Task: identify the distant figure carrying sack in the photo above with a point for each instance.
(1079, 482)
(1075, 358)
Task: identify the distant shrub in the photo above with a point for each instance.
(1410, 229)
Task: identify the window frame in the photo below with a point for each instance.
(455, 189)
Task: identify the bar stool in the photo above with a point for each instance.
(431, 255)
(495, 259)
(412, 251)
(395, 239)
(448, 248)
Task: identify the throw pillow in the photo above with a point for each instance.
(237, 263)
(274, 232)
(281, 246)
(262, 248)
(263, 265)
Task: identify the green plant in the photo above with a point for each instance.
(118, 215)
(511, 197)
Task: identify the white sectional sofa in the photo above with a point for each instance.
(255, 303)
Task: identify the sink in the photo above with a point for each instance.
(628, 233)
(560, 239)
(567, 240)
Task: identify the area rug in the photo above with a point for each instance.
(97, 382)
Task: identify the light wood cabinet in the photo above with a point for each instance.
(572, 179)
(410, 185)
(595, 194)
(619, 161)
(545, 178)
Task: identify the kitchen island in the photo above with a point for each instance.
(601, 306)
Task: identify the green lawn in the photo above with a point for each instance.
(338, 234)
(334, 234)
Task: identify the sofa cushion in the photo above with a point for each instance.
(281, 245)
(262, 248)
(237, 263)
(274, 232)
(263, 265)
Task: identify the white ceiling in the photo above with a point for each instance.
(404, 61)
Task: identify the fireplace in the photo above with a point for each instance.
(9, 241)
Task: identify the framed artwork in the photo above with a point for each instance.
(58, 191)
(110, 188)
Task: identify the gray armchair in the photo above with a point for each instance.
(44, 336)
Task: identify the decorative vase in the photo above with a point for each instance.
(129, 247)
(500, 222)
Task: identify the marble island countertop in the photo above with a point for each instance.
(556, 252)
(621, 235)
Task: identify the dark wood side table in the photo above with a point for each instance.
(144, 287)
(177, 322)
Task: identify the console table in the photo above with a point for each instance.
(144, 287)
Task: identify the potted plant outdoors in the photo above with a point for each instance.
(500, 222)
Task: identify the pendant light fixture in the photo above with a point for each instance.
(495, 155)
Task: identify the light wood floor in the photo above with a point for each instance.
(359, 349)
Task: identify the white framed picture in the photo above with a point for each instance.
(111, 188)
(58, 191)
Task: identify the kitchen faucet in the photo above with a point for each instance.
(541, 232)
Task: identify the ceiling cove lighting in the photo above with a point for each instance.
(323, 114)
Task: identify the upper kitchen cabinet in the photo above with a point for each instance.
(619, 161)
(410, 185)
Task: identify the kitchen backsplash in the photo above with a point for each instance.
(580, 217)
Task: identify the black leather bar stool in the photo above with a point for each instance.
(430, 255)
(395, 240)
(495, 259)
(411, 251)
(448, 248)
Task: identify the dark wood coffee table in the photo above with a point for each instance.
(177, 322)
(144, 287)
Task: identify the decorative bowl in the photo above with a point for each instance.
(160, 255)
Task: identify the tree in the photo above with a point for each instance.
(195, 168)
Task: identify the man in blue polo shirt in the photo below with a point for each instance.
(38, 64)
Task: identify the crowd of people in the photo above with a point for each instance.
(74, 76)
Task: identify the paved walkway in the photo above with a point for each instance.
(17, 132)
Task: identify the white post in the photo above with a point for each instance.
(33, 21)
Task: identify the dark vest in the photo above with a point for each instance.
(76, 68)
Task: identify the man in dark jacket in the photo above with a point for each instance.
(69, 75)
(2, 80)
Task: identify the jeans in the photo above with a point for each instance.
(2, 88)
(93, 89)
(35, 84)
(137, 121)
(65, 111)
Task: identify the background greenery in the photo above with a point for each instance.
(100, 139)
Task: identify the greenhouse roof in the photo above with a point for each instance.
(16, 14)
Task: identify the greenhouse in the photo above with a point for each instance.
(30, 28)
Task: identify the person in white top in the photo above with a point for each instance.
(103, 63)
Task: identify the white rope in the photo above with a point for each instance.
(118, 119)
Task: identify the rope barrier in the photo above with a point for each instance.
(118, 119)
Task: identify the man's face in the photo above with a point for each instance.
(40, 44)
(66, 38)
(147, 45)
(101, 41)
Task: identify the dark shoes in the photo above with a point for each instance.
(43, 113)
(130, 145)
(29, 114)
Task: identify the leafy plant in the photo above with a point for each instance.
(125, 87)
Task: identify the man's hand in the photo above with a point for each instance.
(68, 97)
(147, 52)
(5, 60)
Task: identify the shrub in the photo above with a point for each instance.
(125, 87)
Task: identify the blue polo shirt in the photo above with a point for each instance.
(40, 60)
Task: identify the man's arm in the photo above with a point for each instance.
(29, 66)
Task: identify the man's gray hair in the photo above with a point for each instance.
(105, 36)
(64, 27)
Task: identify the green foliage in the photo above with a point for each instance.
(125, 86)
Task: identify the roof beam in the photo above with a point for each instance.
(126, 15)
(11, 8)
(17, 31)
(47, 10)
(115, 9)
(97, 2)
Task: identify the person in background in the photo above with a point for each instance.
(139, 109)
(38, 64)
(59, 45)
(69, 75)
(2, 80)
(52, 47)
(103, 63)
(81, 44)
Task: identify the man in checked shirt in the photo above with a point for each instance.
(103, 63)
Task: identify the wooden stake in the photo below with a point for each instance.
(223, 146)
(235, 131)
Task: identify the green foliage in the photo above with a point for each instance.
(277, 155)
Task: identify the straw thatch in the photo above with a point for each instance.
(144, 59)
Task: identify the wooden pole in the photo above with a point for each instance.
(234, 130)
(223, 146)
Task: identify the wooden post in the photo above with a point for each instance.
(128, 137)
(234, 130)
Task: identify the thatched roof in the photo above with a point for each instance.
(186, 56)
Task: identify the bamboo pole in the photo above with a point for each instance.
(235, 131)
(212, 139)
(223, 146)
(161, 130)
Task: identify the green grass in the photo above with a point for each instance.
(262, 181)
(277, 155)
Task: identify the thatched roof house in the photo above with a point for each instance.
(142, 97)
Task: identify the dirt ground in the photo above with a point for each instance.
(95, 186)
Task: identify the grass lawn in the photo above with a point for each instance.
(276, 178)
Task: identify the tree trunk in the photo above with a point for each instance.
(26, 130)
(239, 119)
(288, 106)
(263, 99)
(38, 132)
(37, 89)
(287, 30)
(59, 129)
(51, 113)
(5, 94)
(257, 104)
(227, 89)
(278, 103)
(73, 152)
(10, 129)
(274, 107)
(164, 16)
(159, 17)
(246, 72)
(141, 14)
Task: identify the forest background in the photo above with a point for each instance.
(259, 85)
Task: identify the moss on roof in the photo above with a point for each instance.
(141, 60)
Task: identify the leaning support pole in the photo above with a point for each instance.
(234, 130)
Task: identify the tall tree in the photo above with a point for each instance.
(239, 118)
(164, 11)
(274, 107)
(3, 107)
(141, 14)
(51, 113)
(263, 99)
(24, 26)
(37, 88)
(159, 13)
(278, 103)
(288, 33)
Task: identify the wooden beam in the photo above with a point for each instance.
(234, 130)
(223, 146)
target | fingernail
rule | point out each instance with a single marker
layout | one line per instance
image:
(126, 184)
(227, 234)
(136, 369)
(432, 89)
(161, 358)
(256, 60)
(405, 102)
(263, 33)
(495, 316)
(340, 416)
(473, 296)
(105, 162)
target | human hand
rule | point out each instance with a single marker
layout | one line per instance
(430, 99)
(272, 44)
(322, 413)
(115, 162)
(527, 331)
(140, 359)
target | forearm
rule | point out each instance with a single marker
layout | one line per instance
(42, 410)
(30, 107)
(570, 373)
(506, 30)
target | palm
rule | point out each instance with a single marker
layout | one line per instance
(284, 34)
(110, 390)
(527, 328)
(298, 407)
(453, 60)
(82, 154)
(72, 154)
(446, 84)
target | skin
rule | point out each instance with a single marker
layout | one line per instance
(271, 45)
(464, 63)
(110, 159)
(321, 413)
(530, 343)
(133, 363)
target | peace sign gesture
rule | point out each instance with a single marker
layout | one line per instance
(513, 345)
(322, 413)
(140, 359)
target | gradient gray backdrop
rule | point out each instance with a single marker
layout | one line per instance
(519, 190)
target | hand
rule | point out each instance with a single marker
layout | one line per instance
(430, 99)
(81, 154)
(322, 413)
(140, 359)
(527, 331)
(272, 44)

*WHAT THIS TASK INVOLVES*. Search the listing for the string "target". Copy each line where it turns up.

*ANSWER BOX*.
target | fingernail
target | human hand
target | forearm
target | palm
target | skin
target | peace sign gesture
target | gradient gray backdrop
target | hand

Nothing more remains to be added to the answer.